**TASK STATEMENT**.
Reproduce the entries from the line containing "# give the mask of every instance of the small" through the end of the entries, inclusive, keeping the requests. Multiply every pixel coordinate in the answers by 2.5 and round each result to a whole number, with halves rounded up.

-*-

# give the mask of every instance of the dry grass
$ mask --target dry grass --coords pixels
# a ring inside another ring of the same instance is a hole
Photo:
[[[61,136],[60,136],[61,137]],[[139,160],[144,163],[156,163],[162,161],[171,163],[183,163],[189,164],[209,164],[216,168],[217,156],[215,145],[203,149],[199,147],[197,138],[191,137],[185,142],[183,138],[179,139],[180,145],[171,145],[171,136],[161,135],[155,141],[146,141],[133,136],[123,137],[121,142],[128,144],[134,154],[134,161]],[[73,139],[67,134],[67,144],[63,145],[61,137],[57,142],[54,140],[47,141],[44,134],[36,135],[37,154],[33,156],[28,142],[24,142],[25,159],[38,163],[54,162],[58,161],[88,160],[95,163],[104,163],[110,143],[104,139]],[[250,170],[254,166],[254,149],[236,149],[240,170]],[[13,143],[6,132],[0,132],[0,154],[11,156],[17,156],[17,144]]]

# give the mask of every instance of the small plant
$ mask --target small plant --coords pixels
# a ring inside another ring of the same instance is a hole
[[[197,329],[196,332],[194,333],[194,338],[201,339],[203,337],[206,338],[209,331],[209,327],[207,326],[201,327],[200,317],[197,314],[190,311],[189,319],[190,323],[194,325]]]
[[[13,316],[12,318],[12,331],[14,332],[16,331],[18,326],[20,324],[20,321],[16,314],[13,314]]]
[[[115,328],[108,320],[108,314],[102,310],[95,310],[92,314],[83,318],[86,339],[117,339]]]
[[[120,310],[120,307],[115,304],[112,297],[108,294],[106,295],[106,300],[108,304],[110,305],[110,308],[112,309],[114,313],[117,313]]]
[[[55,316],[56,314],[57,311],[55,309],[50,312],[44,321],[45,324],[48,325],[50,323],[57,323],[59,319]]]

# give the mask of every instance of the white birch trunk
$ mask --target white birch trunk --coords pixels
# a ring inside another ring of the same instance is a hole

-*-

**SOLUTION TO THIS PROBLEM**.
# give the mask of every instance of the small plant
$ mask --target small plant --coords pixels
# a ring inside another ring of the same instance is a hole
[[[493,823],[490,830],[485,833],[485,845],[503,848],[508,843],[515,845],[523,828],[523,818],[518,815],[503,818],[500,793],[493,785],[475,778],[473,798],[475,808],[485,813]]]
[[[33,790],[30,795],[30,828],[35,830],[40,828],[45,815],[50,810],[50,803],[40,785],[33,785]]]
[[[288,820],[270,800],[270,785],[255,775],[238,775],[230,785],[208,795],[215,848],[293,848]]]
[[[300,775],[300,768],[288,760],[280,743],[270,735],[265,738],[265,750],[270,760],[275,763],[275,770],[280,773],[285,783],[293,783]]]
[[[138,790],[140,785],[143,778],[138,773],[125,780],[110,803],[113,810],[120,813],[125,808],[143,808],[148,798]]]

# give the mask of every instance of the white birch trunk
$ mask --target white birch trunk --coords pixels
# a ring inside another ring of the same instance is a hole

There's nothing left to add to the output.